- **Directions for this task**: The records that follow are to be repeated exactly, with the pictures removed.

==== Records for the exercise

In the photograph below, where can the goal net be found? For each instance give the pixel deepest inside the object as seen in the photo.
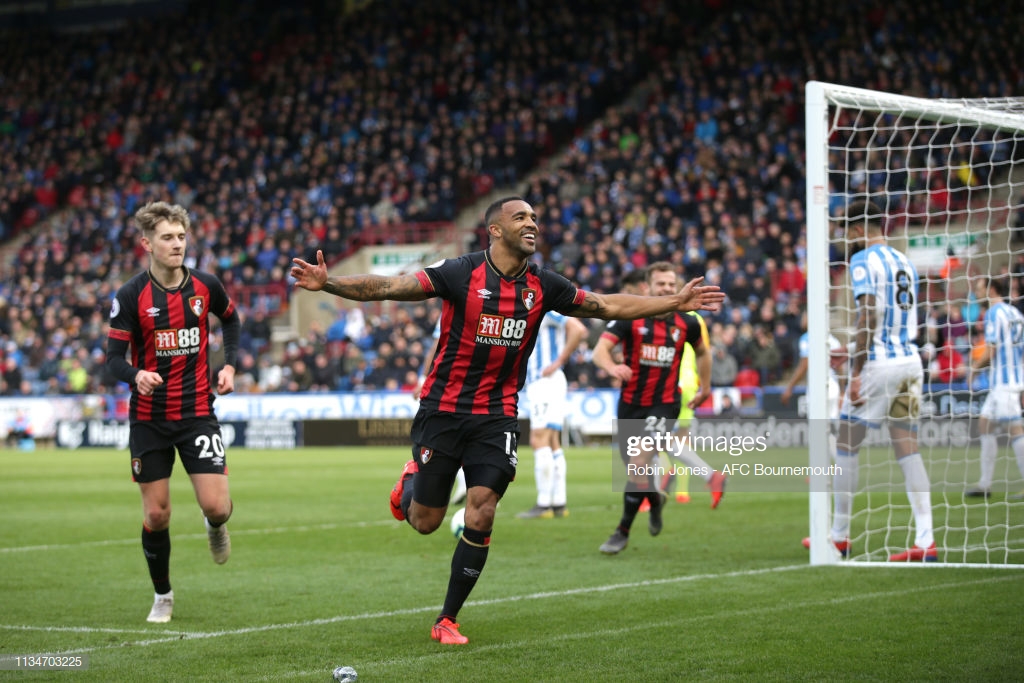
(946, 176)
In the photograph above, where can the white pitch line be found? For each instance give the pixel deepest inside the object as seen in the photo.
(165, 637)
(244, 531)
(531, 644)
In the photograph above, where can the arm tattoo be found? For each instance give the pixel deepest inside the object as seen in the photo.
(593, 306)
(376, 288)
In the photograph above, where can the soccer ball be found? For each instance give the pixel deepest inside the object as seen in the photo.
(458, 522)
(345, 675)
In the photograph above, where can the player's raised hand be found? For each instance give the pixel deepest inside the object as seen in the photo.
(695, 296)
(146, 382)
(307, 275)
(225, 380)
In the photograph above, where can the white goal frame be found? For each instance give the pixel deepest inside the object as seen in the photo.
(992, 114)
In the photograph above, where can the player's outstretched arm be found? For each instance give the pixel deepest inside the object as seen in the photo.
(357, 288)
(693, 296)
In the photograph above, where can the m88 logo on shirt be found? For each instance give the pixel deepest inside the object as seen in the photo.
(500, 331)
(652, 354)
(177, 342)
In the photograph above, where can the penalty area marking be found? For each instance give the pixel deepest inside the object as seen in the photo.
(167, 636)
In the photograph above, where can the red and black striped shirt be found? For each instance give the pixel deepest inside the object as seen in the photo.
(488, 327)
(168, 332)
(652, 348)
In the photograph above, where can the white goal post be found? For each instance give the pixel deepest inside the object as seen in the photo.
(947, 176)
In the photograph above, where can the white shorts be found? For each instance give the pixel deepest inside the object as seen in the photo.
(1001, 406)
(548, 398)
(890, 388)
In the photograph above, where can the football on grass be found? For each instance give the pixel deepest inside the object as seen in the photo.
(458, 522)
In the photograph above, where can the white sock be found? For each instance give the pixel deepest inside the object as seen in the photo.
(1018, 445)
(988, 450)
(919, 491)
(844, 486)
(544, 475)
(695, 462)
(558, 468)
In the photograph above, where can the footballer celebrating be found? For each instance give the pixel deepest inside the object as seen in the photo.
(494, 303)
(163, 315)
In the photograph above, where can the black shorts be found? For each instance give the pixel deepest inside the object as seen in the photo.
(643, 421)
(197, 440)
(484, 445)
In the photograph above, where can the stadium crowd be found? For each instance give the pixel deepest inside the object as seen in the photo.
(654, 134)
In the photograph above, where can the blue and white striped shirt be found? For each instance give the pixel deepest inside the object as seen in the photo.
(888, 274)
(550, 342)
(1005, 333)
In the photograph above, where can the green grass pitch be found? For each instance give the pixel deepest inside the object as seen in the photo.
(321, 575)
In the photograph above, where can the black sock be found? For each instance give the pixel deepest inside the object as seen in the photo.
(157, 548)
(631, 505)
(467, 563)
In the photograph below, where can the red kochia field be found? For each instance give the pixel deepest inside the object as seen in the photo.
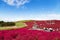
(25, 34)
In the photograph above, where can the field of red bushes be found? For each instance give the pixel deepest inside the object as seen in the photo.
(25, 34)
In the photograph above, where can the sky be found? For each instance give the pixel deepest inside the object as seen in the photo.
(14, 10)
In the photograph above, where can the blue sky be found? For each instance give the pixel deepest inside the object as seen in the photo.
(29, 10)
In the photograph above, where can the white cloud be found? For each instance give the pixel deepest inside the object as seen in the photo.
(17, 3)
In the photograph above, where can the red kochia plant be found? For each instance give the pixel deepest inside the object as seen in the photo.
(25, 34)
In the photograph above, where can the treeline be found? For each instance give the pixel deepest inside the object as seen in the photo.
(2, 23)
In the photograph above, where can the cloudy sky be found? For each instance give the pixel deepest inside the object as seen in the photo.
(13, 10)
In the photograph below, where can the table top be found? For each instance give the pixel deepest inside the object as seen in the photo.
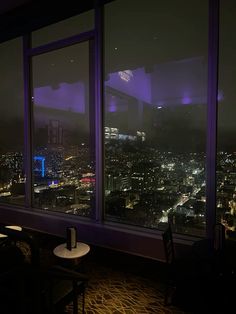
(80, 250)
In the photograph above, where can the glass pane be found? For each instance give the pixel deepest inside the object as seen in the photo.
(226, 166)
(12, 178)
(66, 28)
(155, 113)
(64, 174)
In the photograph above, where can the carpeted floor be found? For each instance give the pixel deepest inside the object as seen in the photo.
(116, 289)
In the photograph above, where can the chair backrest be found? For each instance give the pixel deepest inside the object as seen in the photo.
(168, 245)
(219, 237)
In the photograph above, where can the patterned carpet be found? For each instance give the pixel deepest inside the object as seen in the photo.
(115, 291)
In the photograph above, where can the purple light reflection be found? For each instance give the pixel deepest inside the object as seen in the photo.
(69, 97)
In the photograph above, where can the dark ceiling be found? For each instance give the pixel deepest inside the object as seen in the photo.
(20, 16)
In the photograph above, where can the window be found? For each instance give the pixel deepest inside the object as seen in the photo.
(69, 27)
(12, 177)
(63, 154)
(155, 113)
(226, 166)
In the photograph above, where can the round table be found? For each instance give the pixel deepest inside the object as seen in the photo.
(80, 250)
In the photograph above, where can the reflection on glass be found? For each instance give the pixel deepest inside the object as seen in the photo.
(226, 157)
(155, 114)
(63, 165)
(66, 28)
(12, 177)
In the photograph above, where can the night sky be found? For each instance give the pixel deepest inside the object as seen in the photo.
(165, 48)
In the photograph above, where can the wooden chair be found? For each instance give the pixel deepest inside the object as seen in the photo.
(40, 290)
(181, 272)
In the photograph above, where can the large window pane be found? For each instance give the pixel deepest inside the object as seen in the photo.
(66, 28)
(63, 151)
(12, 178)
(226, 167)
(155, 113)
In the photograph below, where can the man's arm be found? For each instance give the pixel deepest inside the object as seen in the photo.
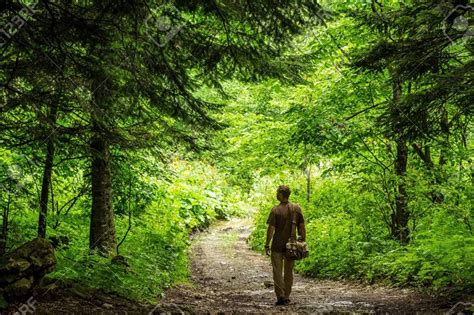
(302, 232)
(301, 226)
(270, 232)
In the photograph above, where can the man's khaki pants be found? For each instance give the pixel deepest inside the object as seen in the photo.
(282, 283)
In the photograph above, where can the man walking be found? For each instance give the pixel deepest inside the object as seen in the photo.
(279, 229)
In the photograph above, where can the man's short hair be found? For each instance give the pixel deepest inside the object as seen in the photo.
(284, 191)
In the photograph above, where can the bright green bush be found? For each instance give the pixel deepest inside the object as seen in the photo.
(165, 211)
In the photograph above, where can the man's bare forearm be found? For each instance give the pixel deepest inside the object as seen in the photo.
(302, 232)
(270, 232)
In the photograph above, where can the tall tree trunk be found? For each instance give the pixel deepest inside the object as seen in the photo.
(4, 235)
(47, 173)
(401, 215)
(102, 226)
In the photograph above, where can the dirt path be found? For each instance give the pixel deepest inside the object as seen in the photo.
(228, 277)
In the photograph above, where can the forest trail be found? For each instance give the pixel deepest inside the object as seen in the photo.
(227, 276)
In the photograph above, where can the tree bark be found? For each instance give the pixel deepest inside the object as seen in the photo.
(47, 174)
(102, 227)
(400, 217)
(4, 235)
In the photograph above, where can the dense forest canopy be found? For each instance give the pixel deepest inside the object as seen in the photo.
(125, 126)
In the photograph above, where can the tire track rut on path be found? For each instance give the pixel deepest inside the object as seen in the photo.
(228, 277)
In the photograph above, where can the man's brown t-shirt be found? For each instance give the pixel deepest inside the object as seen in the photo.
(280, 218)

========

- **Answer to the problem**:
In the photograph below, where can the goal net be found? For each instance give the pixel deepest inside the object as seen in the photo.
(946, 176)
In the photograph above, where can the white pitch line be found? For each instance give the pixel deepest inside the object as seen in the photo.
(165, 637)
(244, 531)
(531, 644)
In the photograph above, where can the arm tattoo be found? For each instance give the pixel deepest inside the object as seen in the photo.
(593, 306)
(376, 288)
In the photograph above, where can the soccer ball be found? For each instance give the pixel deepest inside the object as seen in the photo.
(458, 522)
(345, 675)
In the photograph above, where can the player's raised hand be found? For each instance give the pixel deepest inside the object as seen in the photo.
(695, 296)
(146, 382)
(307, 275)
(225, 380)
In the photograph above, where can the white goal frame be found? For each instance give the pixel deepest inside the object as seen in the photo.
(992, 114)
In the photograph above, where can the player's outstretched arm be found? For each instance give the pixel deepest inside the object as seen in the photo.
(357, 288)
(693, 296)
In the photograph above, where can the m88 logo on shirt be found? For each instance give the pixel deepest inside the object as seen in the photo.
(500, 331)
(652, 354)
(177, 342)
In the photograph above, where can the penalty area marking be found? For each instance give the pixel deepest inside the object as seen in the photo.
(167, 636)
In the photograph above, where can the red and black striped shirt be found? For each instance give the pixel deepest inside the object as seen in the photo.
(488, 327)
(168, 332)
(652, 348)
In the photograph above, where can the white goal post be found? For each instance give the pixel deepest inside the object as seen in the photo.
(947, 176)
In the photograph above, where can the white shorts be found? For each instance give the pixel deepest inside the object as seen in the photo.
(1001, 406)
(548, 398)
(890, 388)
In the photograph above, where can the football on grass be found? For each instance give the pixel deepest inside the object as seen in the photo.
(458, 522)
In the photograph above, where can the white sock be found? For each instance give the pixel deepest inside the object as seen in the photo.
(1018, 445)
(988, 450)
(919, 491)
(844, 486)
(544, 475)
(695, 462)
(558, 468)
In the photograph above, where can the footballer celebrating be found? For each instance give the pixel deepest inside the object as seen in the photo.
(494, 303)
(163, 315)
In the photograph above, where can the black shorts be found? For each instance give the pixel deepest inside the object as seen in the photo.
(643, 421)
(197, 440)
(484, 445)
In the photograph above, where can the stadium crowd be found? For each instance give the pixel deepest inside the object as seen in the photo.
(654, 134)
In the photograph above, where can the blue and white striped shirt be found? For each instance give the pixel deepest inside the object as seen in the photo.
(888, 274)
(550, 342)
(1005, 333)
In the photograph above, where can the green grass pitch be found? For each instance give the pixel deepest inside the object as seen in the photo.
(321, 575)
In the photograph above, where can the black sock be found? For each instance give the pixel deepest inside the object as seen in the photo.
(157, 548)
(631, 505)
(467, 563)
In the photograph below, where can the red kochia field be found? For each instance give the pixel deepest inside the object as seen in the photo.
(25, 34)
In the photograph above, where can the field of red bushes be found? For each instance give the pixel deepest inside the object as seen in the photo.
(25, 34)
In the photograph above, where can the sky be found? For each instance give the pixel deepest inside the object as seen in the photo.
(14, 10)
In the photograph above, where can the blue sky be found? For each instance give the pixel deepest inside the object as seen in the photo.
(29, 10)
In the photograph above, where can the white cloud be found? For each instance give the pixel deepest inside the object as seen in the photo.
(17, 3)
In the photograph above, where can the red kochia plant be found? For each instance give the pixel deepest inside the object as seen in the photo.
(25, 34)
In the photograph above, where can the treeline be found? For each instance give the pixel deepest inside the object as seen in the photo.
(2, 23)
In the photograph above, where can the cloudy sky be found? For each instance give the pixel deepest inside the object as seen in the photo.
(13, 10)
In the photograph below, where can the table top be found? For each instance give the pixel deepest inside the object as seen in the photo.
(80, 250)
In the photograph above, where can the glass pane be found? For each instance give the pixel deepest inside the object as seen in the photo.
(226, 166)
(12, 178)
(66, 28)
(155, 113)
(64, 174)
In the photograph above, where can the carpeted floor be found? For each instance give the pixel deepest inside the object as seen in the photo.
(116, 289)
In the photograph above, where can the chair backrest be found? For each instance give the pixel deepest inside the object as seen in the photo.
(168, 245)
(219, 237)
In the photograph above, where can the patterned carpet be found? For each instance give the pixel deepest inside the object as seen in the photo.
(115, 291)
In the photograph above, where can the purple light reflection be found? For each instance give the pixel deepest inside the object as seen in the photo.
(69, 97)
In the photograph above, where can the dark ceiling be found? For each instance give the pixel deepest inside the object as seen in the photo.
(20, 16)
In the photograph above, where can the window be found? For each instance give the pixel deepest inside the object as seen in the photo.
(69, 27)
(12, 177)
(63, 154)
(155, 113)
(226, 166)
In the photograph above, where can the round table be found? For each instance give the pixel deepest inside the object as seen in the photo.
(80, 250)
In the photograph above, where can the reflection on glass be found? For each instance give the pixel deepest inside the object as seen in the photo.
(226, 157)
(155, 114)
(63, 165)
(66, 28)
(12, 177)
In the photograph above, where can the night sky be found? For each instance give the pixel deepest inside the object as seen in the photo.
(165, 48)
In the photograph above, where can the wooden chair be found? For each instance give the pixel deepest inside the object as seen in the photo.
(40, 290)
(181, 272)
In the photograph above, where can the large window pane be found? For each instance give the pixel deepest inside the object as seen in the photo.
(66, 28)
(63, 151)
(12, 178)
(226, 167)
(155, 113)
In the photograph below, where can the man's arm be found? For each instance give the pixel deepest inside the object as seen in the photo.
(302, 232)
(301, 226)
(270, 232)
In the photograph above, where can the man's khaki pants be found? For each instance give the pixel deepest inside the object as seen in the photo.
(282, 283)
In the photograph above, where can the man walking be found? For each instance give the pixel deepest inside the object as seen in the photo.
(279, 229)
In the photograph above, where can the man's short hair be found? For each instance give the pixel deepest inside the object as seen in the photo.
(284, 191)
In the photograph above, where can the bright green bush be found? For each instance give the pixel deepest inside the object as seen in the photo.
(165, 211)
In the photograph above, where can the man's bare forearm be found? For each instance give the pixel deepest inside the object as seen in the photo.
(302, 232)
(270, 232)
In the photograph above, where can the tall tree trunk be found? For each instance give the pixel deepest inside the object as seen in the photo.
(4, 235)
(47, 173)
(401, 215)
(102, 226)
In the photograph above, where can the dirt path be found? For each instance give the pixel deepest inside the object as seen in the photo.
(228, 277)
In the photograph above, where can the forest trail be found? For each instance give the pixel deepest inside the object as seen in the photo.
(227, 276)
In the photograph above, where can the tree bark be found? For each instance give the pixel deepest inside the object as seen in the photo.
(47, 174)
(102, 227)
(400, 217)
(4, 235)
In the photograph above, where can the dense forest canopy be found? For each instance give the pixel deepest inside the object as seen in the photo.
(125, 126)
In the photograph above, where can the tire track rut on path be found? For each instance give the pixel deepest inside the object as seen in the photo.
(228, 277)
In the photograph above, where can the man's brown t-shirt be found? For each instance give the pixel deepest inside the object as seen in the photo.
(280, 218)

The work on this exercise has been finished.